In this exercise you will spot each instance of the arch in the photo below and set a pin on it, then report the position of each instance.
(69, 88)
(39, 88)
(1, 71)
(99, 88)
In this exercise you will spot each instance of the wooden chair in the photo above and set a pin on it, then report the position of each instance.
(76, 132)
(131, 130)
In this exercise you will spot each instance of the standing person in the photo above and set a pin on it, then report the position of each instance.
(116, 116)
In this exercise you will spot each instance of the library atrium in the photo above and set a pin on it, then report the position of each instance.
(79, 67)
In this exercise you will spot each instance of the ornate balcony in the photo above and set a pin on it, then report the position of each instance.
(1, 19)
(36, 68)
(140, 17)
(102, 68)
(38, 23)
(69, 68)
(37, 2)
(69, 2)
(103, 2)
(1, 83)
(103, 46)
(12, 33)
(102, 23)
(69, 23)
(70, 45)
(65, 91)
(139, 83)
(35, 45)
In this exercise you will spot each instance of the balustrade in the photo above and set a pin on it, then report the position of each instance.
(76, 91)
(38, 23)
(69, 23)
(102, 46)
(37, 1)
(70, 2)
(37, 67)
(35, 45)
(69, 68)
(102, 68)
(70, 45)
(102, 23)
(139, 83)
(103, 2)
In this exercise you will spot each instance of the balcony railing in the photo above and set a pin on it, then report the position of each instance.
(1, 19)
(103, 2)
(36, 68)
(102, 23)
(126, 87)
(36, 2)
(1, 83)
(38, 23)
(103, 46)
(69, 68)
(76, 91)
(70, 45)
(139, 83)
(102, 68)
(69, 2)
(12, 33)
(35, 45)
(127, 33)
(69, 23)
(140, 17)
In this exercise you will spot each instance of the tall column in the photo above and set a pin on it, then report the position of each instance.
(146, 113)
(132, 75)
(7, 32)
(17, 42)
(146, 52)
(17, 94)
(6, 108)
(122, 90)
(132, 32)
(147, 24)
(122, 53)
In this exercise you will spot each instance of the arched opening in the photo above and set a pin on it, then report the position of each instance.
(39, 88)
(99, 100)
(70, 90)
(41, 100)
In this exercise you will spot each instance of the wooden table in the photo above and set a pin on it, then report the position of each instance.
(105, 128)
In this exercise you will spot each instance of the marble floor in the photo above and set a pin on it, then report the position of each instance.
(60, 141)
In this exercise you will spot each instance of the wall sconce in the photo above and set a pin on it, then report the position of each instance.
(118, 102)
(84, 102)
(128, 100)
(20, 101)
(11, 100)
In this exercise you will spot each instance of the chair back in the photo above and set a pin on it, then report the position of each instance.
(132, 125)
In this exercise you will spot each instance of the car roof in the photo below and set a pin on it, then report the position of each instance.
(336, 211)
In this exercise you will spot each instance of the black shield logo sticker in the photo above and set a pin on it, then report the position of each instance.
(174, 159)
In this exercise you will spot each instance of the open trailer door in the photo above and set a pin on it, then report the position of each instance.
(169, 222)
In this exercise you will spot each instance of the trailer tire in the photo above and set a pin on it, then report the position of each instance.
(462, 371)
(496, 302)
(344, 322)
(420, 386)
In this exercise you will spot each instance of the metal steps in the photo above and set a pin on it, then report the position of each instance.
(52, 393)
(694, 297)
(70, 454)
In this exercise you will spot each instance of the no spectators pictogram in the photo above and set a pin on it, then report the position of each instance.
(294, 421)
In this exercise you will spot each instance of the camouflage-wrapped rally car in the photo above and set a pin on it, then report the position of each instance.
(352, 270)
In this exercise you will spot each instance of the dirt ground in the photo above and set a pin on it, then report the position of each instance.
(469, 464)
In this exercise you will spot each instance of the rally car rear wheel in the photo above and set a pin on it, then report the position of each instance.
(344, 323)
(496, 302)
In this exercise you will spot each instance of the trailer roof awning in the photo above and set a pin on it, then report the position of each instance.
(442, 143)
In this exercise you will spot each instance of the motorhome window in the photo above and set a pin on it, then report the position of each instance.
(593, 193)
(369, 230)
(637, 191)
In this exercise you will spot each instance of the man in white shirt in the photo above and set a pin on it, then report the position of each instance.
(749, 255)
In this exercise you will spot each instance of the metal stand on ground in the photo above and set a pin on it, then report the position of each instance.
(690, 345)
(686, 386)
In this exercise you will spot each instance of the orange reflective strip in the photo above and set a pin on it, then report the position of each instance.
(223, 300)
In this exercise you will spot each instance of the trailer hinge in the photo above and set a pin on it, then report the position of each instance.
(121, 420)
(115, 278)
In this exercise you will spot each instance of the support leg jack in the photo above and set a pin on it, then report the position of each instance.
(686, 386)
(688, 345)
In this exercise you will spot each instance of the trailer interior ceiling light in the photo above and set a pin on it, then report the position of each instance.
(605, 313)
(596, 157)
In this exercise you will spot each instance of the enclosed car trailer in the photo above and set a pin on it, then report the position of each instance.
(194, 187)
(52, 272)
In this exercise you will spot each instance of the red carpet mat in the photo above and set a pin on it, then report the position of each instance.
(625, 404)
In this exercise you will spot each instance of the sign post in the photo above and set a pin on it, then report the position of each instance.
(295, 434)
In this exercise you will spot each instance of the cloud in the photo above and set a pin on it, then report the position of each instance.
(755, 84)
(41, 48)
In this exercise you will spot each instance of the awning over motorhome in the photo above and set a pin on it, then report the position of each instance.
========================
Exercise goal:
Could you copy out, word for word, the stretch of the records above from the line containing "In this exercise you will spot each instance of the cloud" through the end of the records, including both of those ends?

Solution below:
In this exercise you will spot each instance of the cloud in the photo above and set a pin on it, then report the position of each instance.
(755, 84)
(41, 48)
In this exercise you will spot each instance of the awning over motorhome in the photo above and set a pin on it, then report the position of each instance.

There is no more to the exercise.